Exercise: Extract every row below that contains the word "side".

Material for this exercise:

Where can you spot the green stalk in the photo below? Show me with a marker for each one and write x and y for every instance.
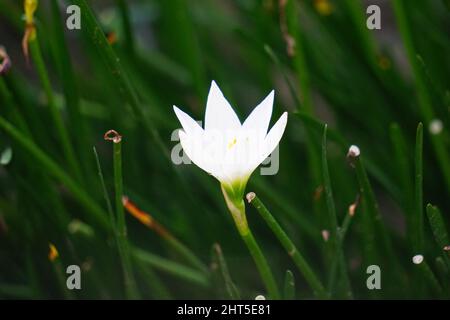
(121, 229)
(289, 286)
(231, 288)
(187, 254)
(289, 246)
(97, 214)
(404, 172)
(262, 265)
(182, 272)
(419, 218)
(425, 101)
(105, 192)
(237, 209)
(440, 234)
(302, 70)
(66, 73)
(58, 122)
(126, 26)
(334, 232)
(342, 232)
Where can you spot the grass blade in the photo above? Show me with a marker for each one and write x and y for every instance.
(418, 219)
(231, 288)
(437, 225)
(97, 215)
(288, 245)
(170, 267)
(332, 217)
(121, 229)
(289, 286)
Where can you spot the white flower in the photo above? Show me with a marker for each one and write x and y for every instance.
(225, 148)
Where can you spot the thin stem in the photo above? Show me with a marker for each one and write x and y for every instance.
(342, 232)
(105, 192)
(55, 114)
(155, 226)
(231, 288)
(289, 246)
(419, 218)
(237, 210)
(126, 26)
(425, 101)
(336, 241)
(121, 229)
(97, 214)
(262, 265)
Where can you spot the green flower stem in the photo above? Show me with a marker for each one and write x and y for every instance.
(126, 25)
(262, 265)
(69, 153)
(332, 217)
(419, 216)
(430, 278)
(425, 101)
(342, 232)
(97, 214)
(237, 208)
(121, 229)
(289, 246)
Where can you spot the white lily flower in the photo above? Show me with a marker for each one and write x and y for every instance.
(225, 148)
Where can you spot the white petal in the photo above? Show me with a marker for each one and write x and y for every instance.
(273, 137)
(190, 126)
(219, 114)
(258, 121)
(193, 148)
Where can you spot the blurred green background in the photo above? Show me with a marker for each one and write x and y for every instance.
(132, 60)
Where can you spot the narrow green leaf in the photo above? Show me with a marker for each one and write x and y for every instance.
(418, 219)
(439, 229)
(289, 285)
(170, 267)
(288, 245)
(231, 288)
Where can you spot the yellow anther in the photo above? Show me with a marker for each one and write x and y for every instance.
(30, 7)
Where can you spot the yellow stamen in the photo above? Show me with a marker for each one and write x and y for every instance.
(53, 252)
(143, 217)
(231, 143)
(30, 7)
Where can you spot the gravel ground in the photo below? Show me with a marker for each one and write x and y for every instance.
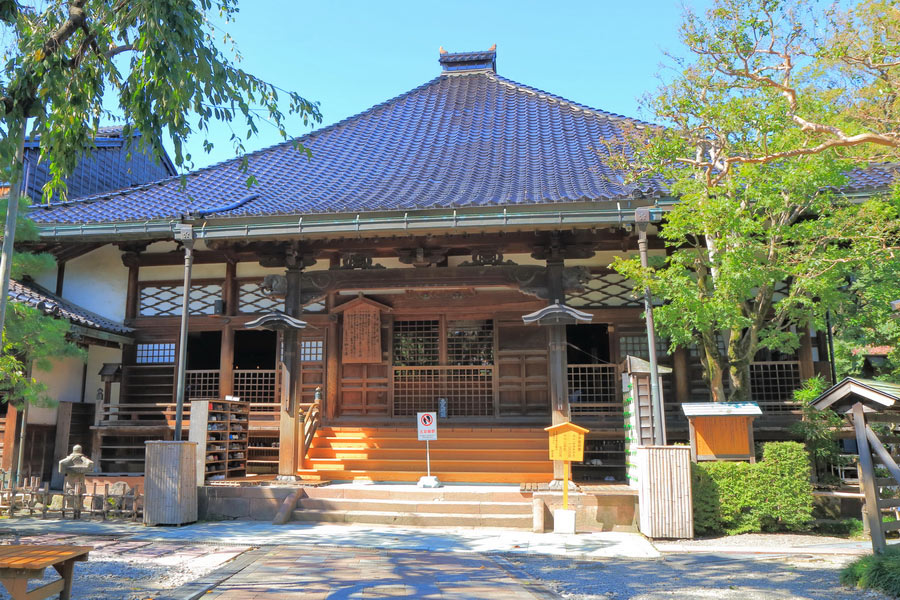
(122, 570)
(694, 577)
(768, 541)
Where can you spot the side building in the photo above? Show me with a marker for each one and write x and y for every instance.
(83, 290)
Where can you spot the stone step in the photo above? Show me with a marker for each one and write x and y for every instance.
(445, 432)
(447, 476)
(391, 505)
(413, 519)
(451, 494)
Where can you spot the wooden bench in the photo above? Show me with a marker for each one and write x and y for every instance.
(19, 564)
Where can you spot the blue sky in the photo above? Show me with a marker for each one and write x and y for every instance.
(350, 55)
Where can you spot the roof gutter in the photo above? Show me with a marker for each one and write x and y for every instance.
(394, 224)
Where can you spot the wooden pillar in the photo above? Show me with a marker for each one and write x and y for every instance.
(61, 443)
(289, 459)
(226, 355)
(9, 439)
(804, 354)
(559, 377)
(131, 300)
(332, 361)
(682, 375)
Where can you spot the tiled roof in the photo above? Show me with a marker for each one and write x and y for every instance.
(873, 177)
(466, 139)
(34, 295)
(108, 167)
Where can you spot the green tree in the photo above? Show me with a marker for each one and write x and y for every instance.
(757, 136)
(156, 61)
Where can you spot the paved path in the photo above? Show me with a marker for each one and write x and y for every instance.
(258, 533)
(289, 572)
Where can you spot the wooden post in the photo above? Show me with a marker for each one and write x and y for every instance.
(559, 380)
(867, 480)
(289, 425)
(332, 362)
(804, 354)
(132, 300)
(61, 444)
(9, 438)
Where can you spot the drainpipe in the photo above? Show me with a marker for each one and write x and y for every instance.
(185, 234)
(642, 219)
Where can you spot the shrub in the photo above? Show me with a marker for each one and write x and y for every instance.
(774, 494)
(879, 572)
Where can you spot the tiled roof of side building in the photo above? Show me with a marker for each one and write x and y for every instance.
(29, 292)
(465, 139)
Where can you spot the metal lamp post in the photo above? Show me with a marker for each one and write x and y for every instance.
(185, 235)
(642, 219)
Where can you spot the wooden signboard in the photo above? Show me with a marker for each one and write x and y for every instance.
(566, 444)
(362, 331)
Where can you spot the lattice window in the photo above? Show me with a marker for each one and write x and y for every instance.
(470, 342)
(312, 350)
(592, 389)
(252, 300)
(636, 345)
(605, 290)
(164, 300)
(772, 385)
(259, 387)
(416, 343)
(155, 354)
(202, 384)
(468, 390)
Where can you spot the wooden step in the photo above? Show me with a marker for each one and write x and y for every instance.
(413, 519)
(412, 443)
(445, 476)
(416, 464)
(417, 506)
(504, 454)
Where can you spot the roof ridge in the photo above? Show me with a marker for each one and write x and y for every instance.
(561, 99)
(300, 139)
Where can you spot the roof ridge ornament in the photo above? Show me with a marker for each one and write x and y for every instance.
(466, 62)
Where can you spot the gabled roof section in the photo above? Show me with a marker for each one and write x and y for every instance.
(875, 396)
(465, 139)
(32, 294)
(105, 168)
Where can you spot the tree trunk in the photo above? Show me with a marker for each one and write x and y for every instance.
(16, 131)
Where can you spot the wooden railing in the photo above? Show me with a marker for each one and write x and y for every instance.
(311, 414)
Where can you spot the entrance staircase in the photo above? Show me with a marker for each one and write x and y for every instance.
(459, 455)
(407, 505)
* * *
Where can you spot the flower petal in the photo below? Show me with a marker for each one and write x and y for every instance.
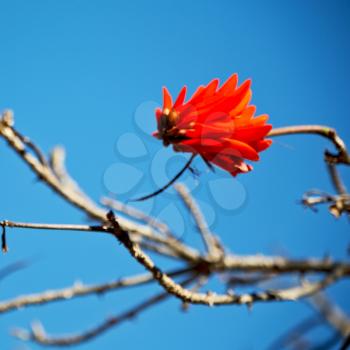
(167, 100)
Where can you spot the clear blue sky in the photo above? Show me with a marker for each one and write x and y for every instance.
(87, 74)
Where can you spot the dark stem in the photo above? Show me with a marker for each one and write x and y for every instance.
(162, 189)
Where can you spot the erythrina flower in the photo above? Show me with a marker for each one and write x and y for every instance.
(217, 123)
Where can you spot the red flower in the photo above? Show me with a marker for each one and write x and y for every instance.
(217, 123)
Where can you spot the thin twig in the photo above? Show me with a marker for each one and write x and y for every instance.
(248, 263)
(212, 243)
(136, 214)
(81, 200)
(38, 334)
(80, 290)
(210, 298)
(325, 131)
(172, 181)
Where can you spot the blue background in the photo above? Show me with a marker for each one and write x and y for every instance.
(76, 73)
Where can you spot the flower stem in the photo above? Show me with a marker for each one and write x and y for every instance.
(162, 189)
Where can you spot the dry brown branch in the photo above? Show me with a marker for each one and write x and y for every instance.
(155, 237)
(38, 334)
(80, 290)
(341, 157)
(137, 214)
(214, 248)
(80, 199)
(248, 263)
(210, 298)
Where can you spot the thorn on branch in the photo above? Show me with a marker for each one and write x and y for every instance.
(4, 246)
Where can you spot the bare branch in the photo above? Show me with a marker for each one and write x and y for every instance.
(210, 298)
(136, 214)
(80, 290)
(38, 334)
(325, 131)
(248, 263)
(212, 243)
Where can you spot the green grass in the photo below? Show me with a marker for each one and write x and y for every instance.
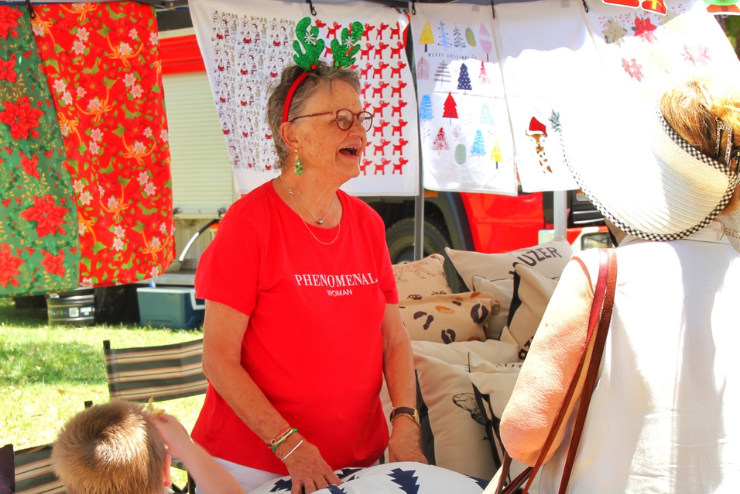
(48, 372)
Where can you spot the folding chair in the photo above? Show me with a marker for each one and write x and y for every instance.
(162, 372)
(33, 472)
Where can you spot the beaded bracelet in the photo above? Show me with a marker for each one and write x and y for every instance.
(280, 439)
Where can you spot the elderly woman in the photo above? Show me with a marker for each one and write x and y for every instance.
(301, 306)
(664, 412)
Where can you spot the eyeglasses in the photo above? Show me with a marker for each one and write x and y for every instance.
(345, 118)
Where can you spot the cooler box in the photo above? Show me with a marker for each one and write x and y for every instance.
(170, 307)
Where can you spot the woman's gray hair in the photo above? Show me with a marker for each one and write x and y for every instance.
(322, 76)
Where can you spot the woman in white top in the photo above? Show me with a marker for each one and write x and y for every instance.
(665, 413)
* * *
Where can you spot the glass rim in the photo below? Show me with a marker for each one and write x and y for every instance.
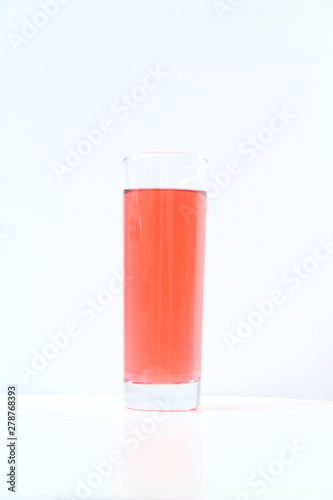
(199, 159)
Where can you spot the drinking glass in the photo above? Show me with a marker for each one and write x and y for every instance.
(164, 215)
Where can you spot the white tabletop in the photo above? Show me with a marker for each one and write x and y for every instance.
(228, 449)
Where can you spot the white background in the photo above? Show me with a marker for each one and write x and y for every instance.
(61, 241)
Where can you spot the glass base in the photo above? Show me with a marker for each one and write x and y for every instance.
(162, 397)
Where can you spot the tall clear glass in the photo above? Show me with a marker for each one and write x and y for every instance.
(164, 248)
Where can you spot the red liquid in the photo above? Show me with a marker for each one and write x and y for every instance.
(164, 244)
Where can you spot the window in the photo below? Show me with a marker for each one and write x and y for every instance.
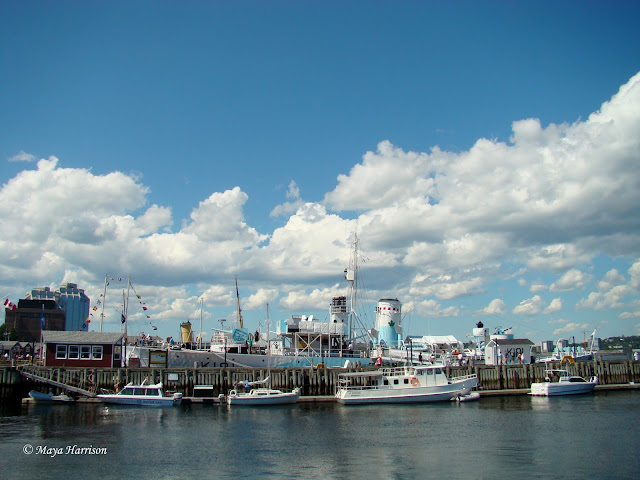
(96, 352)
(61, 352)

Response to this exercise:
Where can you spot the side building in the photo above? Show me with a marker for each one and write x and y for every instance.
Where can you spot the tiled roof of side building in the photo above? Show me with a marker for each one and write x and y for every instance.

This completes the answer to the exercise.